PROBLEM STATEMENT: Among the lines below, copy exactly those from the one with "water in the photo above." through the one with "crow in the photo above.", counting both ends.

EXTRACTED INFORMATION:

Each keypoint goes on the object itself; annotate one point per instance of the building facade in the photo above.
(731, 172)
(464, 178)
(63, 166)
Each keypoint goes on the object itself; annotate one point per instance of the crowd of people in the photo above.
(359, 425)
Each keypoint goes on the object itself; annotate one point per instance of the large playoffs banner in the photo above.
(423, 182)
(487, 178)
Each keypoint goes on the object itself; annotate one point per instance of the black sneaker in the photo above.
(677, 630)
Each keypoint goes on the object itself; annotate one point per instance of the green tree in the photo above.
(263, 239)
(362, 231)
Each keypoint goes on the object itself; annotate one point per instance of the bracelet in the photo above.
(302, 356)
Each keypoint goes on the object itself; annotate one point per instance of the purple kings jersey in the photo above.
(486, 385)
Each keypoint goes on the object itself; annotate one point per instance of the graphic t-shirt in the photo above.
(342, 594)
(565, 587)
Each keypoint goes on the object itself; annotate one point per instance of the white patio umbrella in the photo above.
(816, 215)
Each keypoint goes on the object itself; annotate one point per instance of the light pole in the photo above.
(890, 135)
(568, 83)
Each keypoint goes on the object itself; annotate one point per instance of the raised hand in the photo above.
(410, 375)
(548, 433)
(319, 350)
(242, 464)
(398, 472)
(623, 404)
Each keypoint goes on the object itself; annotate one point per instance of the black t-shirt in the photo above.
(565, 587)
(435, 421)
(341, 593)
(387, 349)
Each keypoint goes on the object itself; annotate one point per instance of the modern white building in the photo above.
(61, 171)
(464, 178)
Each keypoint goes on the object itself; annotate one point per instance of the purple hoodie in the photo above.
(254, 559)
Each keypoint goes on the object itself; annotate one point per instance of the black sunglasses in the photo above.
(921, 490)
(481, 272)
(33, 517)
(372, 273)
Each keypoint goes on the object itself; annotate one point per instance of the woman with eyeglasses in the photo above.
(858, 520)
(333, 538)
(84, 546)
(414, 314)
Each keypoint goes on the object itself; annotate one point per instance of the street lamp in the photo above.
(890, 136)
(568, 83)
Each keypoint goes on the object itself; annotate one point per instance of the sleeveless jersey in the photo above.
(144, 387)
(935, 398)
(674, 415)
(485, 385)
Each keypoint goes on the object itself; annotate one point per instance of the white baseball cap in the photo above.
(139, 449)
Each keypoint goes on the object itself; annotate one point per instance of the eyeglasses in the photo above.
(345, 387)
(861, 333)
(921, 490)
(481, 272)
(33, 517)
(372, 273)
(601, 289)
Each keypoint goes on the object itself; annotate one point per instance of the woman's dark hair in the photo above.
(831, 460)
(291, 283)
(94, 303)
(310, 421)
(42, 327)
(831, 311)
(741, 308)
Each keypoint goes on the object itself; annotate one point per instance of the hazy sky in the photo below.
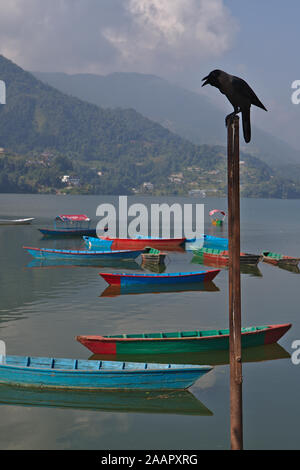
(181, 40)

---

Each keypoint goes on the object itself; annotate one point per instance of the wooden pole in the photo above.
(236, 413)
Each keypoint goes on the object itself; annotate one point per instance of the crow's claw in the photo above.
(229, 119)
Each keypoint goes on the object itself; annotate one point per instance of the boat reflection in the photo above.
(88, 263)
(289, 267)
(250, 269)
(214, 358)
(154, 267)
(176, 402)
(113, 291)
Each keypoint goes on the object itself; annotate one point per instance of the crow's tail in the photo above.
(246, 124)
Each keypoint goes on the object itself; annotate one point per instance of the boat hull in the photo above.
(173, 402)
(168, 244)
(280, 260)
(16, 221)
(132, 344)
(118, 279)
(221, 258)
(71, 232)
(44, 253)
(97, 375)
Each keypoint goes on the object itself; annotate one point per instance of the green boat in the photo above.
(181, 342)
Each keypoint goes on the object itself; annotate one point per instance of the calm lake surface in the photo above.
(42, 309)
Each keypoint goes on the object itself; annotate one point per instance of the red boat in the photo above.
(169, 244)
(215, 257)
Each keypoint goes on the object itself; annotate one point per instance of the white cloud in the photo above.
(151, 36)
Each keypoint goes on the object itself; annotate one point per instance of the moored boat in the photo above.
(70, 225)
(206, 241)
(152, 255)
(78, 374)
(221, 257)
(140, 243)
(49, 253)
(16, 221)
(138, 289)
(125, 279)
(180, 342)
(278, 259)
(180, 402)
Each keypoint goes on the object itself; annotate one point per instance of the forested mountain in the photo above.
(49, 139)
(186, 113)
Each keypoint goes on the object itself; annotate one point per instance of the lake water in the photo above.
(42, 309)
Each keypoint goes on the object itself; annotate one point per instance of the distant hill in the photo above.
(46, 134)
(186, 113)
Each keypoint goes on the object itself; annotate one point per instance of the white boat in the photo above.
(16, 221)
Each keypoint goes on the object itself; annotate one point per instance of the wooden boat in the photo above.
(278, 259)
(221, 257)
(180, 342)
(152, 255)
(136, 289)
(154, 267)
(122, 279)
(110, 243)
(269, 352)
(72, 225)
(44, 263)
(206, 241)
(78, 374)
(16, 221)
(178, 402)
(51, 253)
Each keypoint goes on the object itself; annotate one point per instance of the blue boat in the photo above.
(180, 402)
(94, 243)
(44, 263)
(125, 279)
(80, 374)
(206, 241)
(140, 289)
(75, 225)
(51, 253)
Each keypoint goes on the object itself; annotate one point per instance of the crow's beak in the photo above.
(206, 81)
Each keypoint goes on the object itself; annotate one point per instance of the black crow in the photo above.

OUTPUT FOR THIS EXERCISE:
Each keypoint goes on the object itself; annotate one point per instance of the lake water in the photo above.
(42, 309)
Each keypoint goes on the object itself; annotate one point per instance of the distant hill in the photo above.
(46, 134)
(186, 113)
Each keypoint goes on the object itself; annotate one point per instance of the white boat in the photo above.
(16, 221)
Each keypoint goes on the object itself; annotate one point per instance of the wooden boat in the photo above.
(278, 259)
(221, 257)
(180, 342)
(152, 255)
(136, 289)
(154, 267)
(122, 279)
(110, 243)
(269, 352)
(72, 225)
(44, 263)
(206, 241)
(78, 374)
(16, 221)
(178, 402)
(51, 253)
Each keypoint goes on the object itself; annotate one point per instance of the blue boat in the photo above.
(180, 402)
(94, 243)
(44, 263)
(125, 279)
(80, 374)
(206, 241)
(140, 289)
(75, 225)
(51, 253)
Each keypoint goes on the object itself; annotate one point per instance of the crow's beak in the photo above.
(206, 81)
Each keypoint goes on the object itself; annotate one point per instance of the black crow in the photo above.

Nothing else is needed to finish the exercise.